Every record below should appear in your answer, copied exactly.
== Data records ==
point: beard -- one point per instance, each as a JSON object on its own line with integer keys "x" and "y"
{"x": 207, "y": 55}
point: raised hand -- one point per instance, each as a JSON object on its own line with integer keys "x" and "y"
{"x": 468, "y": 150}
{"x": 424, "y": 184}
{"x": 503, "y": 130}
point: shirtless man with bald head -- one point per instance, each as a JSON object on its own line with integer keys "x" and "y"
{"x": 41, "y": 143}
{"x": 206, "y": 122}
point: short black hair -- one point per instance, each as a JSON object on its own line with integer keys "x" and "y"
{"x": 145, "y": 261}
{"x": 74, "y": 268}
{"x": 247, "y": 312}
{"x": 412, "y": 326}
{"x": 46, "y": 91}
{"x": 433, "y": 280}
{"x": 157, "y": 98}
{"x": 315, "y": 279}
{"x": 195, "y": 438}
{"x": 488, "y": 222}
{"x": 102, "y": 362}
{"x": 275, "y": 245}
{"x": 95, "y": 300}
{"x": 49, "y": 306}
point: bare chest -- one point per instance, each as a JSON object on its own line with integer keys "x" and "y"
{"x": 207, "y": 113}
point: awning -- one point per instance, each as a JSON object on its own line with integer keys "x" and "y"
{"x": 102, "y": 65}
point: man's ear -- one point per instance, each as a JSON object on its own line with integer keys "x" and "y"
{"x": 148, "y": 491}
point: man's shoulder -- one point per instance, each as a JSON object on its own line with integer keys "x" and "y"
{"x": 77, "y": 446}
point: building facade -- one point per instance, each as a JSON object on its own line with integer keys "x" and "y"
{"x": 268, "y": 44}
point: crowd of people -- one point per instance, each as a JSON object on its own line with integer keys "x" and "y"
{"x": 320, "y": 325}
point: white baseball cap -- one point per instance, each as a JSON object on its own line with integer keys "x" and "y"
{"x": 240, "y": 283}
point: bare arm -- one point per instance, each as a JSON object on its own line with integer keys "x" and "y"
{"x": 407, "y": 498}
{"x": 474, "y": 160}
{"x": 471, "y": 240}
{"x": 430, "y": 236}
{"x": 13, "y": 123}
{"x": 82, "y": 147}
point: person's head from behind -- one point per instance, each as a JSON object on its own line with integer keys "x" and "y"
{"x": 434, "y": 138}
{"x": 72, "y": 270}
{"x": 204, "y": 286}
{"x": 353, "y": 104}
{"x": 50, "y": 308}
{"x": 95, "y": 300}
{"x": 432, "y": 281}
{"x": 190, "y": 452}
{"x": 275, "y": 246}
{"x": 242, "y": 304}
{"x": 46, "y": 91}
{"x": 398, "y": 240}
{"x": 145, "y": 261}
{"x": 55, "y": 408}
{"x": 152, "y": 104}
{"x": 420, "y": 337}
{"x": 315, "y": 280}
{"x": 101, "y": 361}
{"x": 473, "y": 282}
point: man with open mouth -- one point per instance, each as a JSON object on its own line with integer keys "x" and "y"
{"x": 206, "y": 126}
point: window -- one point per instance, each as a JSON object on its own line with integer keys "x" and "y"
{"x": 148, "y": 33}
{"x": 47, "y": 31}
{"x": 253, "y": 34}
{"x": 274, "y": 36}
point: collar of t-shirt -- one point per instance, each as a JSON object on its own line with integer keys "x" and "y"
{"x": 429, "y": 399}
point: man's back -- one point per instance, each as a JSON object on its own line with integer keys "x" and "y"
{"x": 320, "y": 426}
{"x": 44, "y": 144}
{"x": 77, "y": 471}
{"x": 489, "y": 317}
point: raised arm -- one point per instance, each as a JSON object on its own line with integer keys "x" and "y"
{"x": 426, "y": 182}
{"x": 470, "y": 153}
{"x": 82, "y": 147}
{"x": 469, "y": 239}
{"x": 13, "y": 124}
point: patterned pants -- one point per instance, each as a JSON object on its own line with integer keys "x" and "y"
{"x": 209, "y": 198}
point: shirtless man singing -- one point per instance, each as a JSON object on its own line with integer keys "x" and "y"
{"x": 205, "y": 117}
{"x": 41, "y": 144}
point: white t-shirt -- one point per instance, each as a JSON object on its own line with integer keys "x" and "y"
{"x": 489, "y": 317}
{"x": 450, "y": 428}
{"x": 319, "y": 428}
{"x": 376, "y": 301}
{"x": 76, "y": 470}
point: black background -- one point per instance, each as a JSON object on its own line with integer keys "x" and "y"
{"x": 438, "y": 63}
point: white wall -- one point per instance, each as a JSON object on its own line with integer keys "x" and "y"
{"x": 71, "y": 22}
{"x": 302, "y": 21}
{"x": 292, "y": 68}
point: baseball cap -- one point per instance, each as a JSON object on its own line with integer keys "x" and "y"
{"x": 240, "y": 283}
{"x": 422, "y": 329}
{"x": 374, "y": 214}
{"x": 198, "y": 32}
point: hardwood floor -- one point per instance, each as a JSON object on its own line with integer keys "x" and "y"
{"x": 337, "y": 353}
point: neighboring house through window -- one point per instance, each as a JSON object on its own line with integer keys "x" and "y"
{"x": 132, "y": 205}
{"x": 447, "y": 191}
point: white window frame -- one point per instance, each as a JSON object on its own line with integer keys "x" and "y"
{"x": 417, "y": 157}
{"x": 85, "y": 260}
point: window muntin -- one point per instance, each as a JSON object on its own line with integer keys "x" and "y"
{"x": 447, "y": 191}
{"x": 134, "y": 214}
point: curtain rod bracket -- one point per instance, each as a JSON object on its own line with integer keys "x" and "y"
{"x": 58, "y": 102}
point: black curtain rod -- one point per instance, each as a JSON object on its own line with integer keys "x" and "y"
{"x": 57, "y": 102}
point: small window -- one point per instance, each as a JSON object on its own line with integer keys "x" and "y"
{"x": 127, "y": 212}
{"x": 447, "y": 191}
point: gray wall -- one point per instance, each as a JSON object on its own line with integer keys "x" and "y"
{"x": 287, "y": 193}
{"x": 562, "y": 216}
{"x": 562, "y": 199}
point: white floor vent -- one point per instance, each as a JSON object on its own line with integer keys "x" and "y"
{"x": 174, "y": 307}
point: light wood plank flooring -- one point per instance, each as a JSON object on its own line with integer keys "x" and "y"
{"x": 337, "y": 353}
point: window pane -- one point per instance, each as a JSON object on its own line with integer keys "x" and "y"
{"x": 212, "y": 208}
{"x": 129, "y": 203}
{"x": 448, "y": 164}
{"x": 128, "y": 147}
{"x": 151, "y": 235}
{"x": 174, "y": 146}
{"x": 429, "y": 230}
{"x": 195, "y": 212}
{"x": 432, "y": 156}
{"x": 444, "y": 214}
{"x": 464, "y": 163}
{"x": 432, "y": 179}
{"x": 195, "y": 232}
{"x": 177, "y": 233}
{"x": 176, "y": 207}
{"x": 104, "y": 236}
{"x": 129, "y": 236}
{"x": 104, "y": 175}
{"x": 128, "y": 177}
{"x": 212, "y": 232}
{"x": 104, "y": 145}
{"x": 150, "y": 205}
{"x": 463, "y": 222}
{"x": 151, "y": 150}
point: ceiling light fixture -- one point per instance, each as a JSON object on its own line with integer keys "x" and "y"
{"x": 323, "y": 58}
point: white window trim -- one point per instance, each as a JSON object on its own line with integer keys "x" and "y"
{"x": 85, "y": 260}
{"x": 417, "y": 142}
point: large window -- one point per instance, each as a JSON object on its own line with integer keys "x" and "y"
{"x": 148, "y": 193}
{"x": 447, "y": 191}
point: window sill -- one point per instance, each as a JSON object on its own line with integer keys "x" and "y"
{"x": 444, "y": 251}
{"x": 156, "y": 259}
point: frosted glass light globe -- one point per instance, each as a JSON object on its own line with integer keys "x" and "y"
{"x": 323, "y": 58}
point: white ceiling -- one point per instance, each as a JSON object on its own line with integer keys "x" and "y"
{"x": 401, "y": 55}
===
## Your solution
point: beard -- one point per instance, each as a JSON object on its own line with integer keys "x" and "y"
{"x": 207, "y": 55}
point: raised hand -- one point per instance, each as a JSON object on its own line with integer keys "x" and "y"
{"x": 468, "y": 150}
{"x": 424, "y": 184}
{"x": 503, "y": 130}
point: shirtless man with bald head -- one point per instance, each as a JSON object on its own line with integer keys "x" and "y"
{"x": 41, "y": 143}
{"x": 206, "y": 122}
point: short black hair -- one point per instance, each as a JSON object on its own line with integer keys "x" and "y"
{"x": 145, "y": 261}
{"x": 74, "y": 268}
{"x": 247, "y": 312}
{"x": 412, "y": 326}
{"x": 46, "y": 91}
{"x": 433, "y": 280}
{"x": 157, "y": 98}
{"x": 315, "y": 279}
{"x": 195, "y": 438}
{"x": 488, "y": 222}
{"x": 102, "y": 362}
{"x": 275, "y": 245}
{"x": 95, "y": 300}
{"x": 49, "y": 306}
point: bare chest -- one point per instance, each as a JSON object on its own line with integer keys "x" and "y"
{"x": 207, "y": 113}
point: awning -- one point per instance, each as a JSON object on its own line with integer keys "x" and "y"
{"x": 102, "y": 65}
point: man's ear -- one point per instance, each as a JSON object on its own line with integer keys "x" and "y"
{"x": 148, "y": 491}
point: man's shoulder -- one point per instance, each as a JSON object on its own line with integer keys "x" and "y"
{"x": 77, "y": 446}
point: building facade -- one point per instance, each as a JSON object on its own line with integer keys "x" and "y"
{"x": 268, "y": 44}
point: crowd of people -- one point per instance, each as a JSON object on its own line with integer keys "x" and "y"
{"x": 320, "y": 325}
point: white baseball cap -- one point per instance, each as a JSON object on its own line with integer keys "x" and "y"
{"x": 240, "y": 283}
point: bare arm -- one point per instance, each as a JSON object on its own line with integer keys "x" and "y"
{"x": 407, "y": 498}
{"x": 474, "y": 160}
{"x": 471, "y": 240}
{"x": 430, "y": 236}
{"x": 13, "y": 123}
{"x": 82, "y": 147}
point: person's head from behind -- one point per instance, each as a JSON object on its own line with integer keys "x" and "y"
{"x": 434, "y": 138}
{"x": 72, "y": 270}
{"x": 204, "y": 286}
{"x": 353, "y": 104}
{"x": 50, "y": 308}
{"x": 95, "y": 300}
{"x": 432, "y": 281}
{"x": 190, "y": 452}
{"x": 275, "y": 246}
{"x": 242, "y": 304}
{"x": 46, "y": 91}
{"x": 398, "y": 240}
{"x": 145, "y": 261}
{"x": 55, "y": 408}
{"x": 152, "y": 104}
{"x": 420, "y": 337}
{"x": 315, "y": 280}
{"x": 101, "y": 361}
{"x": 473, "y": 282}
point: man with open mouth -- one point per instance, each as a JSON object on its own line with integer keys "x" and "y"
{"x": 206, "y": 126}
point: window -- one point per instance, each as a JSON object on its own line with integer keys "x" and "y"
{"x": 148, "y": 33}
{"x": 47, "y": 31}
{"x": 253, "y": 34}
{"x": 274, "y": 36}
point: collar of t-shirt -- one point per instance, each as a JSON object on its own line with integer keys "x" and "y"
{"x": 429, "y": 399}
point: man's back -- one point per instance, each as a JSON object on its own line with integer keys "x" and "y"
{"x": 320, "y": 426}
{"x": 44, "y": 144}
{"x": 77, "y": 471}
{"x": 489, "y": 317}
point: raised arm -- one point per instance, each as a JSON object on its own line with integer keys "x" and "y"
{"x": 426, "y": 182}
{"x": 470, "y": 153}
{"x": 82, "y": 147}
{"x": 469, "y": 239}
{"x": 13, "y": 124}
point: patterned pants -- one point per instance, each as a JSON object on its own line with integer keys "x" and "y"
{"x": 209, "y": 198}
point: shirtless man singing -- one point per instance, each as a JSON object on its own line with integer keys "x" and "y"
{"x": 205, "y": 117}
{"x": 41, "y": 144}
point: white t-shirt -- one point per instance, each as a JSON object on its own line with integer keys "x" and "y"
{"x": 489, "y": 317}
{"x": 450, "y": 428}
{"x": 319, "y": 428}
{"x": 376, "y": 301}
{"x": 76, "y": 470}
point: black background -- one point per instance, each as a JSON object on its own line with integer keys "x" and "y"
{"x": 438, "y": 63}
point: white wall -- one point per instance, each as a JSON object on its own line with integer keys "x" and "y"
{"x": 71, "y": 22}
{"x": 302, "y": 21}
{"x": 292, "y": 68}
point: baseball cap -- one point per instance, each as a JSON object on its own line with integer keys "x" and "y"
{"x": 240, "y": 283}
{"x": 422, "y": 329}
{"x": 374, "y": 214}
{"x": 198, "y": 32}
point: hardwood floor -- one point per instance, each as a JSON object on its own line with integer keys "x" and "y"
{"x": 337, "y": 353}
point: neighboring house through window -- one point per instance, each as a JSON object on its own line with integer keys "x" and "y"
{"x": 132, "y": 205}
{"x": 447, "y": 191}
point: white window frame -- one point per instance, each as a JSON object on its own line with integer keys "x" and "y"
{"x": 417, "y": 157}
{"x": 85, "y": 260}
point: window muntin -- one point per instance, each as a JSON object on its own line with integer keys "x" and "y"
{"x": 447, "y": 191}
{"x": 134, "y": 214}
point: curtain rod bracket -- one point per instance, each as a JSON object on its own line with integer keys "x" and "y"
{"x": 58, "y": 102}
point: black curtain rod -- one point per instance, each as a JSON object on its own line with integer keys "x" and "y"
{"x": 57, "y": 102}
point: small window -- one point per instance, each as a JSON object on its own line with integer keys "x" and "y"
{"x": 127, "y": 212}
{"x": 447, "y": 191}
point: gray wall -- one point per instance, each as a JSON object on its own line with integer keys "x" and "y"
{"x": 287, "y": 193}
{"x": 562, "y": 216}
{"x": 562, "y": 199}
point: white floor vent -- one point per instance, each as a JSON object on its own line with integer keys "x" and "y"
{"x": 174, "y": 307}
point: light wood plank flooring -- one point per instance, each as a JSON object on its own line with integer keys "x" and "y"
{"x": 337, "y": 353}
point: window pane -- one point per instance, each as a JSON object on its own line with integer keys "x" and "y"
{"x": 212, "y": 208}
{"x": 129, "y": 203}
{"x": 448, "y": 164}
{"x": 128, "y": 147}
{"x": 151, "y": 235}
{"x": 174, "y": 146}
{"x": 429, "y": 230}
{"x": 195, "y": 212}
{"x": 432, "y": 156}
{"x": 444, "y": 214}
{"x": 464, "y": 163}
{"x": 432, "y": 179}
{"x": 195, "y": 232}
{"x": 177, "y": 233}
{"x": 176, "y": 207}
{"x": 104, "y": 236}
{"x": 129, "y": 236}
{"x": 104, "y": 175}
{"x": 128, "y": 177}
{"x": 212, "y": 232}
{"x": 104, "y": 145}
{"x": 150, "y": 205}
{"x": 463, "y": 222}
{"x": 151, "y": 150}
point: ceiling light fixture -- one point per instance, each as a JSON object on its own line with integer keys "x" and "y"
{"x": 323, "y": 58}
point: white window trim -- one point per instance, each as a JSON object on its own line with integer keys "x" and "y"
{"x": 85, "y": 260}
{"x": 417, "y": 142}
point: large window -- one point per instance, each as a JSON object on its own line with integer keys "x" and "y"
{"x": 148, "y": 193}
{"x": 447, "y": 191}
point: window sill -- one point per instance, each as a JSON object on its own line with integer keys "x" and "y"
{"x": 444, "y": 251}
{"x": 156, "y": 259}
point: frosted glass light globe -- one point per instance, each as a JSON object on its own line with integer keys "x" and "y"
{"x": 323, "y": 58}
point: white ceiling -- one point per instance, each as a JSON object on its own line with integer keys "x" and "y"
{"x": 401, "y": 55}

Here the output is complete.